Passage>
========
Brazilian journalist (1895–1971)

Apparício Fernando de Brinkerhoff Torelly (29 January 1895 – 27 November 1971), also known as Apporelly and as the fake title of nobility of Barão de Itararé (Baron of Itararé), was a Brazilian journalist and writer.

Torelly was born in Rio Grande. He studied in a Jesuit boarding school in São Leopoldo and attended medical school, before dropping out. In 1925, Torelly moved to Rio de Janeiro, where he wrote for several newspapers, such as O Globo and A Manhã; there, he published humorous pieces, poking fun at politicians of the time. Torelly would leave A Manhã (The Morning) in 1926, founding his own humor newspaper, A Manha ( a pun with the former, meaning The Whining).

Torelly was a member of the Brazilian Communist Party. He was arrested in 1935 because of his ties with the party, then illegal. He was released one year later. When the party recovered its legal status, in 1947, Torelly ran for councilman in the Rio de Janeiro city elections.

== Origin of the title ==
During the Revolution of 1930, a rumor was spread that a battle would be fought in the city of Itararé between the federal troops loyal to president Washington Luís and the Getúlio Vargas' troops. The battle did not happen, and a compromise was reached between the two groups. Then Torelly adopted his self-styled nobility title, in honor of a battle that never happened.
========
Records>
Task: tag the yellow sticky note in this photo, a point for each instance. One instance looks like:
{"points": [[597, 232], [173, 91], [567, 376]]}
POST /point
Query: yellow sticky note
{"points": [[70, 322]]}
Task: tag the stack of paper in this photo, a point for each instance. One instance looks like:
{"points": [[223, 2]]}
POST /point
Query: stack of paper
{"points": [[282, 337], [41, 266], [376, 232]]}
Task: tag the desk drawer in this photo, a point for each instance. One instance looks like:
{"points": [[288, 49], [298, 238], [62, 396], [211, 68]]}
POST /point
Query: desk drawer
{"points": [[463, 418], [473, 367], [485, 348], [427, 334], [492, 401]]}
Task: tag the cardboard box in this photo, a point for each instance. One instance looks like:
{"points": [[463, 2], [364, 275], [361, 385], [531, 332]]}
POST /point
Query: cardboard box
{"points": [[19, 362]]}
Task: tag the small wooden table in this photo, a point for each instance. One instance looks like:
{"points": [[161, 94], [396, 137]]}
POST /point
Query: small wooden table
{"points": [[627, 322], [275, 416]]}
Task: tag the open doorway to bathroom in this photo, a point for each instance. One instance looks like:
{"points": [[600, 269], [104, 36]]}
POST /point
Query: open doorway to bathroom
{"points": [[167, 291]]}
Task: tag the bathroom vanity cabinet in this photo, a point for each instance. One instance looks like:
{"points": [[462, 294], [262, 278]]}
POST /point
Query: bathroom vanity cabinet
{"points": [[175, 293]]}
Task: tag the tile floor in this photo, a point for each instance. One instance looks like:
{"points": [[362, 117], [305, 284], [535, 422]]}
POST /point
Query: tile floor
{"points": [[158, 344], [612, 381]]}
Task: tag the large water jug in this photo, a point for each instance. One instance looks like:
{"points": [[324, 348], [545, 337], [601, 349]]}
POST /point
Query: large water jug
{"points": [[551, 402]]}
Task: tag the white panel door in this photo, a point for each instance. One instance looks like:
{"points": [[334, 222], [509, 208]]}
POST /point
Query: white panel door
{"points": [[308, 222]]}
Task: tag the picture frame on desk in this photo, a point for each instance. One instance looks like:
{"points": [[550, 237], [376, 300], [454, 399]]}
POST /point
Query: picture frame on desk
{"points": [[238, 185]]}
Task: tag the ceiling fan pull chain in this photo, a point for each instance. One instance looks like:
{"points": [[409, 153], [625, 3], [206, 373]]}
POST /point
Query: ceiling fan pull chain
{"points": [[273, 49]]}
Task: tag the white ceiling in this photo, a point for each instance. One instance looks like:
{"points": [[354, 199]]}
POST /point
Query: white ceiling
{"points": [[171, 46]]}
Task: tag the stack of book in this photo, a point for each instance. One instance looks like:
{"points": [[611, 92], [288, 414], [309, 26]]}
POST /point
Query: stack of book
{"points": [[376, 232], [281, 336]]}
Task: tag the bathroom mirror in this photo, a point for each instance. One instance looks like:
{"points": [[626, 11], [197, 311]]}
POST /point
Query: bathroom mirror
========
Study questions>
1. From the Torelly biography, output the text between "Apparício Fernando de" and "journalist and writer.", inclusive.
2. According to the Torelly biography, in what year did Torelly run for councilman in the Rio de Janeiro city elections?

Answers in order>
1.
Apparício Fernando de Brinkerhoff Torelly (29 January 1895 – 27 November 1971), also known as Apporelly and as the fake title of nobility of Barão de Itararé (Baron of Itararé), was a Brazilian journalist and writer.

2. 1947